▶ Given problem: Extract exactly the range of lines bounded by the line containing "TARGET = broken front bumper" and the final line of the listing, both ends included, and no other lines.

Point placement records
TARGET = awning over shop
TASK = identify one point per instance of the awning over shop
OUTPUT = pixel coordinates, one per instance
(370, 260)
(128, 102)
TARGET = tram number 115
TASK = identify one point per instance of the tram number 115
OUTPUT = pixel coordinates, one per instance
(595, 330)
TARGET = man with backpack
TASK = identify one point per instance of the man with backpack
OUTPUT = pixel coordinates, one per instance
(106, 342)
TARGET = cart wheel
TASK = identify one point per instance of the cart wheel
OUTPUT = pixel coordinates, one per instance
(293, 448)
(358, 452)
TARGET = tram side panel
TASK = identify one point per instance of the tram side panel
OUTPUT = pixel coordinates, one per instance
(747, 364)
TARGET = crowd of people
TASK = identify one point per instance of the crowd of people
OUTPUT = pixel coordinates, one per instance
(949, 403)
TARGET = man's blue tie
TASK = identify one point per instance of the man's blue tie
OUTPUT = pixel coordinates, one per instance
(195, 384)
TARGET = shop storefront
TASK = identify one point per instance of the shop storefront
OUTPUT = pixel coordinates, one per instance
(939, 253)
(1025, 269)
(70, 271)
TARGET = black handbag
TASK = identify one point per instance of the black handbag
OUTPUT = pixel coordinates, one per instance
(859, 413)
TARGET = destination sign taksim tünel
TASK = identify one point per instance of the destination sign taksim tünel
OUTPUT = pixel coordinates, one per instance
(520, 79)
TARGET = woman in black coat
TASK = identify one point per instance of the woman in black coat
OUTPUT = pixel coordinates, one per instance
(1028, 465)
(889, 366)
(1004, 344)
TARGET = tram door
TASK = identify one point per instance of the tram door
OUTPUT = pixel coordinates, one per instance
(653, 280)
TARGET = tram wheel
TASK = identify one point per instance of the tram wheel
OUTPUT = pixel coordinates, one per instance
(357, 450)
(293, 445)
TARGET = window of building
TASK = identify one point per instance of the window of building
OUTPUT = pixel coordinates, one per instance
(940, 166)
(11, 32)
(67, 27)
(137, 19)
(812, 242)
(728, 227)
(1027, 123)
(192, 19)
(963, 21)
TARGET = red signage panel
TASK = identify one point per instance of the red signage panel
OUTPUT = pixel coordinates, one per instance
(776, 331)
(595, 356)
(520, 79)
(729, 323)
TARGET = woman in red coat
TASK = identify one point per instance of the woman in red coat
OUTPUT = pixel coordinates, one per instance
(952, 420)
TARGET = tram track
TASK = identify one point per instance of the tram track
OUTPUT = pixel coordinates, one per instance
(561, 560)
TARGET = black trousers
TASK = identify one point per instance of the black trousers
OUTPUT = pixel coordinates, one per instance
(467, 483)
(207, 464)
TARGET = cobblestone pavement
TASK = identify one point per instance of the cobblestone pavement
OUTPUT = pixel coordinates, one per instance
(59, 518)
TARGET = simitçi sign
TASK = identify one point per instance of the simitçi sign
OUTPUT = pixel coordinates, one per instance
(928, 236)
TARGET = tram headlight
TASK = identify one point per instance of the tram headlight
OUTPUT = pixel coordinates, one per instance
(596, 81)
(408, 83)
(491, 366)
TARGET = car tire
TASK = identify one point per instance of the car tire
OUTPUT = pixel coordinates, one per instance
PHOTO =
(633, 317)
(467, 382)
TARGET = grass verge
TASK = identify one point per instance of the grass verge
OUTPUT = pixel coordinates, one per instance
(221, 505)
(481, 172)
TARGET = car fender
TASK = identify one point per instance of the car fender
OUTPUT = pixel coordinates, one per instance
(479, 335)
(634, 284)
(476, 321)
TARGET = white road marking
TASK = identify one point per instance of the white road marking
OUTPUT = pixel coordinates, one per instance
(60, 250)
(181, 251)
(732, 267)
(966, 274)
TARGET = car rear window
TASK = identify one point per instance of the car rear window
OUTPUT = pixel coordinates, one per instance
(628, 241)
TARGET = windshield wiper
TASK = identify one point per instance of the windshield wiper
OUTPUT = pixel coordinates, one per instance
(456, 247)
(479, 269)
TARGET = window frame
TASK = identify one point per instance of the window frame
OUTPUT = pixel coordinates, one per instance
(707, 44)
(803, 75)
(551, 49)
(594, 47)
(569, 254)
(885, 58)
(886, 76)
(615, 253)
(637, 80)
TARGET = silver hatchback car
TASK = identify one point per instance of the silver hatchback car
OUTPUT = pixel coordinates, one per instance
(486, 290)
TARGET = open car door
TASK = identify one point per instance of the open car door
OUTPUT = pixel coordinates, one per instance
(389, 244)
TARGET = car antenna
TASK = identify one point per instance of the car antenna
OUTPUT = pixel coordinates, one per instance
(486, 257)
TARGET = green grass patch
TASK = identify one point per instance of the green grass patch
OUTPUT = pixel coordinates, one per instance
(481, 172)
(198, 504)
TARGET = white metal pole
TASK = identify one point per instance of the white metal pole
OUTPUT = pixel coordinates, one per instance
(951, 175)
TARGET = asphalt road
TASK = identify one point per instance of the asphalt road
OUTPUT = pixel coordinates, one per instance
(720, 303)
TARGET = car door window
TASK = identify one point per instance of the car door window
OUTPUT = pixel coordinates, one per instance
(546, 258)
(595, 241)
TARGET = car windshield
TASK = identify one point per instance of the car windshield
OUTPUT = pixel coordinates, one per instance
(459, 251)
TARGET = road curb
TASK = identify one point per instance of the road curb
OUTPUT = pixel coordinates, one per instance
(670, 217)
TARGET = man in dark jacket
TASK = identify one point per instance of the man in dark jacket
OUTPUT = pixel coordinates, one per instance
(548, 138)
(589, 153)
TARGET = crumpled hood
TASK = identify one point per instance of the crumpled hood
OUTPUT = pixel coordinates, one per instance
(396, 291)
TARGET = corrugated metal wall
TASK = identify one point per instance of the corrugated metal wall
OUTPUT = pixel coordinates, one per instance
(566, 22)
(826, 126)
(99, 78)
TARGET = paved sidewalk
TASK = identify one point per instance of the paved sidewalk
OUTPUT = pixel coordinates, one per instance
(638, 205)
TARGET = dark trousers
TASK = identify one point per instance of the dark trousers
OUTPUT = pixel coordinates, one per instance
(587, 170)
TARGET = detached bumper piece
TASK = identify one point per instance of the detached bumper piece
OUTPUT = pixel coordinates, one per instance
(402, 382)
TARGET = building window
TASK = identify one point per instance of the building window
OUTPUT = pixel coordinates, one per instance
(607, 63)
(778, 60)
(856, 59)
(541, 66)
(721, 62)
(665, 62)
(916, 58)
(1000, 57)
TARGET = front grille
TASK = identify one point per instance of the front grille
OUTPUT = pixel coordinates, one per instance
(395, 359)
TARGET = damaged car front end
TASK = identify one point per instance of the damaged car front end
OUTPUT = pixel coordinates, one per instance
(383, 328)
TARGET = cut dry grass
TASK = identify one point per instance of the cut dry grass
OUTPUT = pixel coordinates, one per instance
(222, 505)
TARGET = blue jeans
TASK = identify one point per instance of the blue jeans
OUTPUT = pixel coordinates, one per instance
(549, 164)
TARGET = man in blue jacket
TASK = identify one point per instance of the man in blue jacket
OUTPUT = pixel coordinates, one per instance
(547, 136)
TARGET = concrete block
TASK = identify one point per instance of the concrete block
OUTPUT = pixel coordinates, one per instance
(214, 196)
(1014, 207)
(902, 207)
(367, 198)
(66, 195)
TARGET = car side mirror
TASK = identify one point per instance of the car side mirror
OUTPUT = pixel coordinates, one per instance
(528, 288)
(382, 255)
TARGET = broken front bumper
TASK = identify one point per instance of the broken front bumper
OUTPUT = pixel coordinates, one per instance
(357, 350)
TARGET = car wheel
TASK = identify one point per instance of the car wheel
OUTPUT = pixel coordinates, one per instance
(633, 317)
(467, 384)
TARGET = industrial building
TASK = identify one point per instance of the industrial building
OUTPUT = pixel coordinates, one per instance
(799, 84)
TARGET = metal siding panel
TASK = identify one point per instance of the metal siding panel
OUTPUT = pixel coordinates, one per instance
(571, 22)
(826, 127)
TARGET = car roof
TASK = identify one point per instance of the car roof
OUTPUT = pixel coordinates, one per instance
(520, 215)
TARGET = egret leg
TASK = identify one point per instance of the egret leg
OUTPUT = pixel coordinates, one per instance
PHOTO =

▶ Answer to this exercise:
TARGET = broken front bumper
TASK = identify one point per instance of the broken front bumper
OUTPUT = pixel coordinates, one per instance
(357, 350)
TARGET = car wheel
TASK = identify one point per instance of the car wheel
OUTPUT = pixel coordinates, one per instance
(633, 317)
(467, 384)
TARGET = industrial building
TASK = identify one point per instance of the industrial building
OUTPUT = pixel coordinates, one per instance
(799, 84)
TARGET = metal siding panel
TASK = identify one point per instance of the metal siding panel
OUTPUT = pixel coordinates, one per instance
(571, 22)
(826, 127)
TARGET = car roof
TASK = identify one point per instance of the car roof
OUTPUT = pixel coordinates, one per instance
(520, 215)
TARGET = egret leg
TASK = identify one point per instance of the egret leg
OUTPUT = pixel coordinates, one per instance
PHOTO =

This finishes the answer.